--- start of Recorded information ---

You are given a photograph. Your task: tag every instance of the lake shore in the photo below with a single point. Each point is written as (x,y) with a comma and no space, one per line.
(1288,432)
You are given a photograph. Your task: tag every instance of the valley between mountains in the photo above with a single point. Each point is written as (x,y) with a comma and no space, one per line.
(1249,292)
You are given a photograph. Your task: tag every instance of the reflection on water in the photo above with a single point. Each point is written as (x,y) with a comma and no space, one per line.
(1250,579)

--- end of Recorded information ---

*Set task:* Copy out every line of the material above without changing a single character.

*Written answer:*
You are given a photograph. Your task: tag every instance of the lake shore in the photo below with a single point. Each point is written as (x,y) with a comma and no space, one per line.
(1288,432)
You are given a photograph. Your task: tag every instance of the valley between mountains in the photo above with a single point. Each point is written as (x,y) with a comma and no space, one per line.
(1249,292)
You are given a photograph. Your task: tag every instance of the reflection on water in the photo above with a single point. Each point is written as (x,y) with a comma and no space, one per line.
(1250,579)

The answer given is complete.